The creation of Dara - which will alarm environmental groups - will be seen as another major concession to rural campaigners as more than 200,000 demonstrators from the countryside converge on central London today to stage a protest march.

At the same time the Minister of Agriculture, Jack Cunningham, has privately joined disgruntled rural Labour MPs in lobbying Chancellor Gordon Brown against big hikes in petrol and diesel duty in this month's Budget. A fuel hike will hit rural voters hard because of the lack of public transport and the distances that country dwellers need to travel.

Another concession to rural voters on the eve of the Countryside March was announced yesterday when Stephen Byers, the education minister responsible for school standards, promised to end the "stream of closures" of village schools. More than 450 have shut in the past 15 years.

The Countryside Alliance said it has discussed fielding its own candidates in elections although it has no plans to do so. Its problem is that, in areas where it might win any votes, at least one of the three main parties has a candidate sympathetic to the countryside.

Mr Cunningham is at the heart of plans to gain control of key countryside areas for his new department. Under the reform, Dara is expected to take from the Department of the Environment, Transport and the Regions ultimate control of several quangos: English Nature, the Countryside Commission and the Rural Development Commission. The agriculture ministry (Maff) already controls the Farm and Rural Conservation Agency. However, ministers have shelved proposals which would have given Dara a role in controlling key areas of the rural economy including transport, health and education.
====
Written exercise a: Can you write out the article on rural policy from "Another concession to" down to "to the countryside.", swapping "village schools" for "country schools"?
The article and the entries have nothing to do with each other.

[Rows from a pointing dataset]
====
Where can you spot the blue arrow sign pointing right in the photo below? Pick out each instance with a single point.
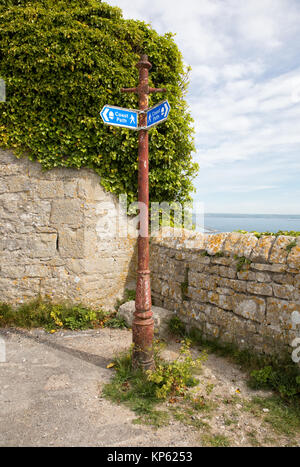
(158, 114)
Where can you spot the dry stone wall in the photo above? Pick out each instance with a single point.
(233, 287)
(59, 236)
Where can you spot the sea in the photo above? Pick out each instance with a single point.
(215, 223)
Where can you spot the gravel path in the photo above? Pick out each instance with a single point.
(50, 395)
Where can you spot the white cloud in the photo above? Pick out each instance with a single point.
(244, 92)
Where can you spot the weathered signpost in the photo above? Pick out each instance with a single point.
(143, 324)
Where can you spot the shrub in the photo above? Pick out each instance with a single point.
(62, 61)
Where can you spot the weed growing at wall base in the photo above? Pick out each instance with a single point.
(265, 372)
(52, 317)
(143, 391)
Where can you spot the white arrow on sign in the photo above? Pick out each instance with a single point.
(158, 114)
(105, 114)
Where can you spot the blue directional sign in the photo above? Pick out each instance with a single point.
(159, 113)
(116, 116)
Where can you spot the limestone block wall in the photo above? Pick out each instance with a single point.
(59, 236)
(199, 277)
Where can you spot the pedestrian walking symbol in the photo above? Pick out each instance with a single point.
(116, 116)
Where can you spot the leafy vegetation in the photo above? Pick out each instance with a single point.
(241, 262)
(53, 317)
(129, 295)
(62, 61)
(265, 372)
(143, 391)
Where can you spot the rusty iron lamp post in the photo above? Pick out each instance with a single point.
(143, 323)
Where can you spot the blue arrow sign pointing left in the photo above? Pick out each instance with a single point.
(116, 116)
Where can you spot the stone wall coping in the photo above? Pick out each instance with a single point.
(266, 249)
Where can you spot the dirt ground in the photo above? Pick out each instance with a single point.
(51, 395)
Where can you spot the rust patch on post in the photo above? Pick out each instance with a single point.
(143, 323)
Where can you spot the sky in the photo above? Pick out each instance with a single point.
(244, 96)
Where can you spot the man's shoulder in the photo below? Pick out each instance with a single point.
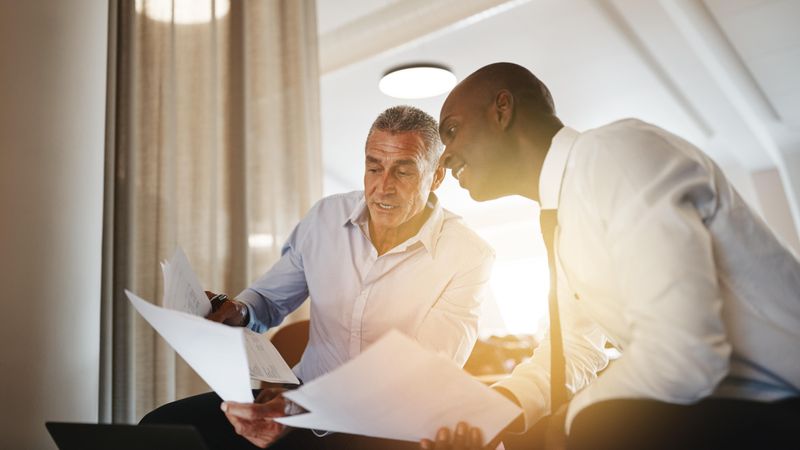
(342, 204)
(457, 234)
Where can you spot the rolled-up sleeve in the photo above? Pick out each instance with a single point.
(279, 291)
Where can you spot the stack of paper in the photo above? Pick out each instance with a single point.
(398, 390)
(225, 357)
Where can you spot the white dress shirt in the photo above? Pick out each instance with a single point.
(429, 287)
(658, 255)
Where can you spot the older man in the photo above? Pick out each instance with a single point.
(388, 257)
(657, 255)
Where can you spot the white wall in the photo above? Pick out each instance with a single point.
(52, 112)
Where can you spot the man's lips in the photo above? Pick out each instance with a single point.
(384, 206)
(458, 171)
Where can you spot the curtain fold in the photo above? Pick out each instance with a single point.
(214, 147)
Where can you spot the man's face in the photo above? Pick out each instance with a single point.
(473, 148)
(398, 178)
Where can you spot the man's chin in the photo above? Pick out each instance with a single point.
(481, 195)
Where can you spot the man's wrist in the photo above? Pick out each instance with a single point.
(244, 313)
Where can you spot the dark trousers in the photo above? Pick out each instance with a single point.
(652, 425)
(203, 412)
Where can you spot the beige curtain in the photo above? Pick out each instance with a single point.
(213, 146)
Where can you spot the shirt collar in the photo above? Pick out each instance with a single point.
(555, 163)
(427, 235)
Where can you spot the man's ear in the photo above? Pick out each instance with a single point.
(504, 108)
(438, 177)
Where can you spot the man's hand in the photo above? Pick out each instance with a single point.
(464, 437)
(229, 312)
(254, 421)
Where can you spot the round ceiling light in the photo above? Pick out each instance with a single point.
(417, 81)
====
Written exercise b: Which lines in the entries contain the word "blue"? Return each of them.

Complete output a:
Another concession to rural voters on the eve of the Countryside March was announced yesterday when Stephen Byers, the education minister responsible for school standards, promised to end the "stream of closures" of country schools. More than 450 have shut in the past 15 years.

The Countryside Alliance said it has discussed fielding its own candidates in elections although it has no plans to do so. Its problem is that, in areas where it might win any votes, at least one of the three main parties has a candidate sympathetic to the countryside.

Complete output b:
Where can you spot the blue arrow sign pointing right in the photo below? Pick out each instance with a single point.
Where can you spot the blue directional sign in the photo above? Pick out each instance with a single point.
Where can you spot the blue arrow sign pointing left in the photo above? Pick out each instance with a single point.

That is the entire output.